(Location annotation dataset excerpts)
______________________________

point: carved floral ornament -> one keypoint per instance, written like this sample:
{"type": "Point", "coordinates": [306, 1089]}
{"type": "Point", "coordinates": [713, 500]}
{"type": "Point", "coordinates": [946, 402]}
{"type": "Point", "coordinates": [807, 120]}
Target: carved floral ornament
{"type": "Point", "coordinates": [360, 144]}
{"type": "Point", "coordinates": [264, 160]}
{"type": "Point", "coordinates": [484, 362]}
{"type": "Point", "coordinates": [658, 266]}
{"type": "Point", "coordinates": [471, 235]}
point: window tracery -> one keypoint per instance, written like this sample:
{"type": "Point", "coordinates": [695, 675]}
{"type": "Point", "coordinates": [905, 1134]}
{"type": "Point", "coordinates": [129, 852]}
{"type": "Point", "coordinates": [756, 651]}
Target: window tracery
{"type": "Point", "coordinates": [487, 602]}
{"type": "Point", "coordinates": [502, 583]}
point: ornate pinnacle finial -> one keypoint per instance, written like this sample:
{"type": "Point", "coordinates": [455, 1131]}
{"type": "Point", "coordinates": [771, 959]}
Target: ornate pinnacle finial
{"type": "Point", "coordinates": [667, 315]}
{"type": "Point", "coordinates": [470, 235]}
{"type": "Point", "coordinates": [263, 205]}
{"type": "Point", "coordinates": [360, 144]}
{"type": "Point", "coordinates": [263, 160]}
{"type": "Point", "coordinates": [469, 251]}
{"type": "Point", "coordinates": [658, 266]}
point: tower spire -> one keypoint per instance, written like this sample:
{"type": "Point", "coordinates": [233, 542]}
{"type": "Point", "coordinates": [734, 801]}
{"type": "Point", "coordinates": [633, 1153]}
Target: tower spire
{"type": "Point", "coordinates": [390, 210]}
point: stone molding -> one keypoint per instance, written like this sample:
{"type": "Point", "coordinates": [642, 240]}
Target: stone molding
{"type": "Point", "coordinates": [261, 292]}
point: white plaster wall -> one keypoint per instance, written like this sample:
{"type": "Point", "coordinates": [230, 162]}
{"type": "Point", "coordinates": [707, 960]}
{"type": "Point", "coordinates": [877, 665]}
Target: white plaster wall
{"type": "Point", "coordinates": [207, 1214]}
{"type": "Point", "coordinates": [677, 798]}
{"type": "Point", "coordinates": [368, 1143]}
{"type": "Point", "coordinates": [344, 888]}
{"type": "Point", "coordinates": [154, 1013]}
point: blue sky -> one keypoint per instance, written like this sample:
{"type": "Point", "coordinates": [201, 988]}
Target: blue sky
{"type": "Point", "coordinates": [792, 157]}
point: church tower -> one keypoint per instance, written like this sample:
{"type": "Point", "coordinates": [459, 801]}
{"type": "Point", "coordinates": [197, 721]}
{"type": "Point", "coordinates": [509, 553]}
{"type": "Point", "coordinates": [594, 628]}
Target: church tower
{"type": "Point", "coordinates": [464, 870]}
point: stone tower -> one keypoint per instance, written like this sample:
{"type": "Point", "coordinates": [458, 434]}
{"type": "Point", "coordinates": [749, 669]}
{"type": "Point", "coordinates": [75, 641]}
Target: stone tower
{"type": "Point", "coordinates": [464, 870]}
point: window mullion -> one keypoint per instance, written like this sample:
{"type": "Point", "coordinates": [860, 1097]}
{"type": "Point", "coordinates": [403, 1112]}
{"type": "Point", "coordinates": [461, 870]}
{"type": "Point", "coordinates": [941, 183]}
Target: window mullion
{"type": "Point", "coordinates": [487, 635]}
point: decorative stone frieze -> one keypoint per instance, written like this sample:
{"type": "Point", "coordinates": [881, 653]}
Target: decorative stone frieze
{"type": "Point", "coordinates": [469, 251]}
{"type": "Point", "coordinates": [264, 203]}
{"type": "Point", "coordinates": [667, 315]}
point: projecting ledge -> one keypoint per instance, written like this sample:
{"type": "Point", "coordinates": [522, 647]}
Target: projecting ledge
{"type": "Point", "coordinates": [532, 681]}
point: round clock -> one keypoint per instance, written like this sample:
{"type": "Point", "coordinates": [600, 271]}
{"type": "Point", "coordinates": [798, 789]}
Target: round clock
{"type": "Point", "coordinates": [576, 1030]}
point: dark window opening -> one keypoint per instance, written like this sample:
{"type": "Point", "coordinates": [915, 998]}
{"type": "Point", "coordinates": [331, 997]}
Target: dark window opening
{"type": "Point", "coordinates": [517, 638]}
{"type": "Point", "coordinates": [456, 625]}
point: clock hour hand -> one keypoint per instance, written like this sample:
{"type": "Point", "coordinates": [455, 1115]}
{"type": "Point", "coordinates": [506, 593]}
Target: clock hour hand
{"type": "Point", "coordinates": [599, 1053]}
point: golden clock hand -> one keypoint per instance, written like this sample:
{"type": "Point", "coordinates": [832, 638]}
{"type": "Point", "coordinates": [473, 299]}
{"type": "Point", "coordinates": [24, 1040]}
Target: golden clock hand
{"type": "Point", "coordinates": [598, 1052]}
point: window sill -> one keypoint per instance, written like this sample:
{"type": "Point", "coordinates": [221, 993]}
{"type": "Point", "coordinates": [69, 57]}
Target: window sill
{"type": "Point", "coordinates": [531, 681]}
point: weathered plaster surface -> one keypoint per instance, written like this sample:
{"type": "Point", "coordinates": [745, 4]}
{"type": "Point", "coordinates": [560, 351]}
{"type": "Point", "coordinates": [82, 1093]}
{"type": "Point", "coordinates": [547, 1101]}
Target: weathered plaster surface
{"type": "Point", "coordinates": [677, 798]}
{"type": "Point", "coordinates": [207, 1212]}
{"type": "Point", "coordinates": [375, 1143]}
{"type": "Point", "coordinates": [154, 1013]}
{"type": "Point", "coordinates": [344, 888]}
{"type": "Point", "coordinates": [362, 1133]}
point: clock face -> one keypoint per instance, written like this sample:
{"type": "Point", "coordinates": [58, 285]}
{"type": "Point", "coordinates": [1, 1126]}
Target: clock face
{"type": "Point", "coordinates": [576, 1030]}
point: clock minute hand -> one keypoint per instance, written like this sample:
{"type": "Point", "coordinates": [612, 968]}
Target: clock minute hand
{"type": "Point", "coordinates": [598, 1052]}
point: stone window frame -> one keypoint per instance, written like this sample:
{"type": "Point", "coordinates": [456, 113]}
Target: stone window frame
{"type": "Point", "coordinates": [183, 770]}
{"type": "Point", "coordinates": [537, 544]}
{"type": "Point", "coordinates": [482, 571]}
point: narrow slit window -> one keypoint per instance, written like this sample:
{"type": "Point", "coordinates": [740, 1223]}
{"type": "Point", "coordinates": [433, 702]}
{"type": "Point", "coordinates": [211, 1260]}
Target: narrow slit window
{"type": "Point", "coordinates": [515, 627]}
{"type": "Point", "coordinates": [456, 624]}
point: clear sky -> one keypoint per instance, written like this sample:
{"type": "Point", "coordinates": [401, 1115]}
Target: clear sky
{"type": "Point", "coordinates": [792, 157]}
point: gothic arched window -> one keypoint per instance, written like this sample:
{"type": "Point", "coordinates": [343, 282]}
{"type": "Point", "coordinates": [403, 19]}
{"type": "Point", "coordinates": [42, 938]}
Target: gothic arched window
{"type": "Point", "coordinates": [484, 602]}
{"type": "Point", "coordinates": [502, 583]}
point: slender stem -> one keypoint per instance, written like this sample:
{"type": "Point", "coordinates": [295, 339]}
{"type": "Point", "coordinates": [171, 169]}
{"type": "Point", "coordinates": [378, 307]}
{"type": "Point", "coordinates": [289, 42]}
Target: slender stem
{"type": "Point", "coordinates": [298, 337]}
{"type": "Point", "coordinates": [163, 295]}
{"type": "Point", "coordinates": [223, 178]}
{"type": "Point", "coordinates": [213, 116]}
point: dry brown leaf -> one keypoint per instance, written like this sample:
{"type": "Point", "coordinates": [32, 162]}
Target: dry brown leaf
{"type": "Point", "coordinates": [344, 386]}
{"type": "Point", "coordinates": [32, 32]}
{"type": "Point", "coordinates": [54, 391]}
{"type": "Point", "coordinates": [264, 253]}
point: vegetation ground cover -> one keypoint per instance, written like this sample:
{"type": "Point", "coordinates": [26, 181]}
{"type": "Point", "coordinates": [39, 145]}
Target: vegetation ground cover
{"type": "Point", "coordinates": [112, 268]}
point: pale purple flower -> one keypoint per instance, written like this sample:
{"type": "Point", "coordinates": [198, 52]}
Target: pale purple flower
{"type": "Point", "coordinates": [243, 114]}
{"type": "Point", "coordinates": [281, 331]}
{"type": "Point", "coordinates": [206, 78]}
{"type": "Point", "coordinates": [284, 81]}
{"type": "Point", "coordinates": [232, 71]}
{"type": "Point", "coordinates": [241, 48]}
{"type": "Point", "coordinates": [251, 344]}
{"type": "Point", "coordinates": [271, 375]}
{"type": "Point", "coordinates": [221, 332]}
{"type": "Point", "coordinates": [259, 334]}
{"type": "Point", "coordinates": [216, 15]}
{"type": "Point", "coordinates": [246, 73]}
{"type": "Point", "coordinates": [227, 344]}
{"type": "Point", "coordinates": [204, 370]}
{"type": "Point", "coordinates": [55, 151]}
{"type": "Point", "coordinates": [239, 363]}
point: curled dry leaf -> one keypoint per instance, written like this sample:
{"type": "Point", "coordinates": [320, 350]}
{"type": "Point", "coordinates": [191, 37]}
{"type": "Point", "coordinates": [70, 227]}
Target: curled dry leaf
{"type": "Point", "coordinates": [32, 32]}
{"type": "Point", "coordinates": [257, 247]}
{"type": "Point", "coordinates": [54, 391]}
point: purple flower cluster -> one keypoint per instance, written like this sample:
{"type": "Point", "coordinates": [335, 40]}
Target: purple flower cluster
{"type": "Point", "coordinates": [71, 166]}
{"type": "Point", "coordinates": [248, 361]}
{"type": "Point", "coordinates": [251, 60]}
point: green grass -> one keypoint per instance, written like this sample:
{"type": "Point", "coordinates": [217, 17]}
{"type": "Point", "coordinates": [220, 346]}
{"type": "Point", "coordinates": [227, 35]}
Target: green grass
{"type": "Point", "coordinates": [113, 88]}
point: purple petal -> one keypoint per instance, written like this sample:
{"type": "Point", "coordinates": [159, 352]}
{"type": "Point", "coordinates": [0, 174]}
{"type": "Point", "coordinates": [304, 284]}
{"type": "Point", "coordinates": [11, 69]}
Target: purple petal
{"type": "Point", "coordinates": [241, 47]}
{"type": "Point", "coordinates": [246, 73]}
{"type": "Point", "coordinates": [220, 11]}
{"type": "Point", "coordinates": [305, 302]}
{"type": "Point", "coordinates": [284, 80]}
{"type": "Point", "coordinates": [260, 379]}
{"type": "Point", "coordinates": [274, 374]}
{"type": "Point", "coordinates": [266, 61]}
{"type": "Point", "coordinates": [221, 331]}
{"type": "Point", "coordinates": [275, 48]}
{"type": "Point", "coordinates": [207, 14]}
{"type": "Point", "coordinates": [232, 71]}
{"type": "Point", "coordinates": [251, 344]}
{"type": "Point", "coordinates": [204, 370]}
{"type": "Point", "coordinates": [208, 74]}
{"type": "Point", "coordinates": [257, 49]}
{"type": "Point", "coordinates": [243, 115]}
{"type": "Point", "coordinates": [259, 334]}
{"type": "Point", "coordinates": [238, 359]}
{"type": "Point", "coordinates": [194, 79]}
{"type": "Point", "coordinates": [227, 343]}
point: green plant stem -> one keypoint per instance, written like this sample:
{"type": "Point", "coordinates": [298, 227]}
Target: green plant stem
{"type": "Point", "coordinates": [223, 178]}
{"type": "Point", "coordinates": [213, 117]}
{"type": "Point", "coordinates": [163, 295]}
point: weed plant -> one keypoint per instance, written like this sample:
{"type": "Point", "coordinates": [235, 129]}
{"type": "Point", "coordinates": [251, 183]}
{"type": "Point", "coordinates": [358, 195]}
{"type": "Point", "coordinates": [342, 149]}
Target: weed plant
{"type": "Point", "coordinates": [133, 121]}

______________________________

** EXERCISE OBJECTIVE **
Please swap "keypoint" for "marker" in the part of the material that opens with the line containing "point: weed plant" and closes at the end of the material. Rewrite only that part and leave everything else in it unchanged.

** COMPLETED EXERCISE **
point: weed plant -> one marker per instance, written like this sample:
{"type": "Point", "coordinates": [235, 129]}
{"type": "Point", "coordinates": [251, 183]}
{"type": "Point", "coordinates": [358, 195]}
{"type": "Point", "coordinates": [342, 149]}
Target: weed plant
{"type": "Point", "coordinates": [133, 121]}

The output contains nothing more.